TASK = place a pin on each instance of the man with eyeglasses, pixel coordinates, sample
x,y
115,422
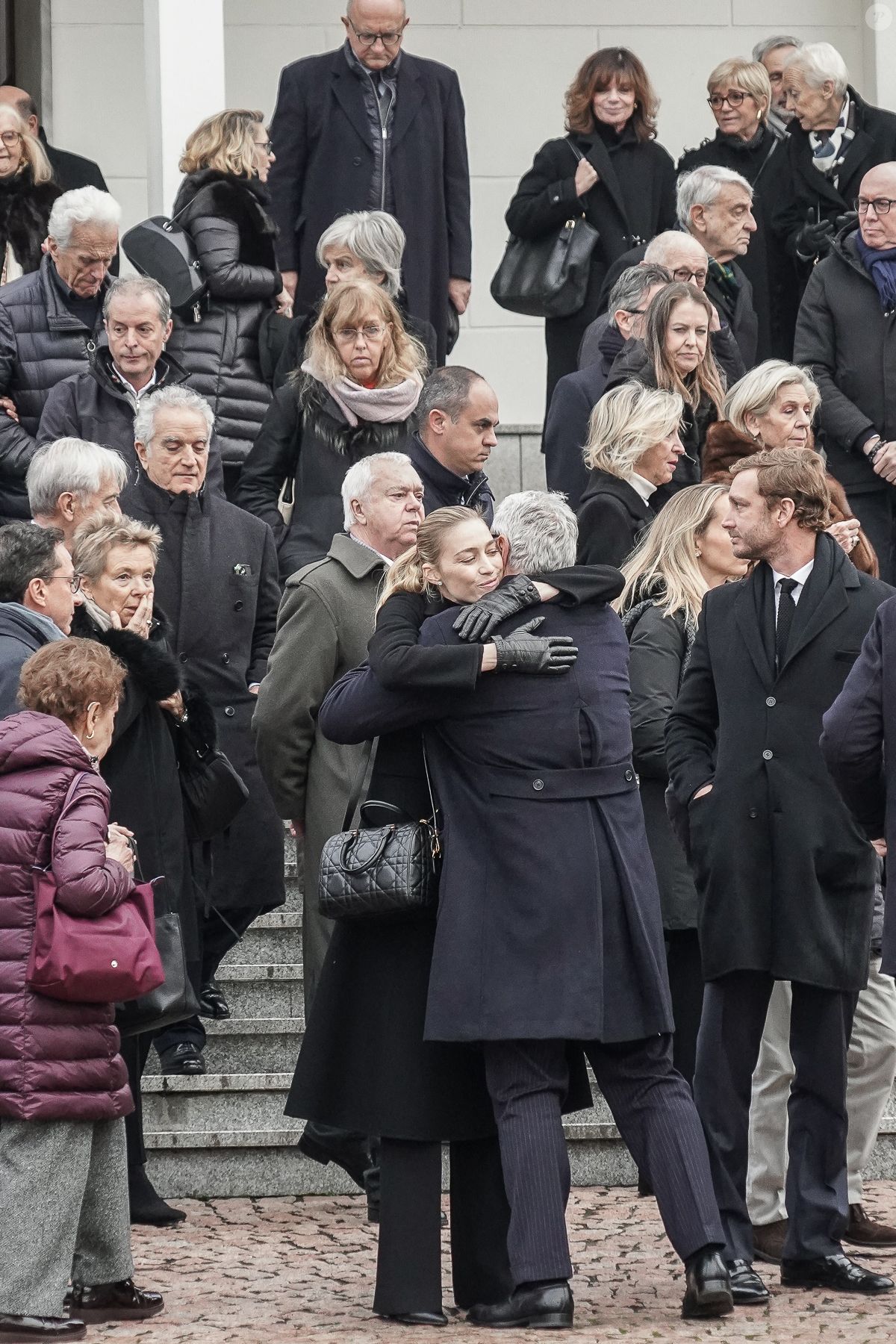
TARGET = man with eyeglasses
x,y
40,591
847,334
370,127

--------------------------------

## Required action
Repeat all the records above exactly, leaving out any pictures.

## Response
TASK = place a pin on each instance of the man with eyeglasses, pixel coordinates, sample
x,y
115,422
TARGET = man with eyeglasses
x,y
40,591
847,334
370,127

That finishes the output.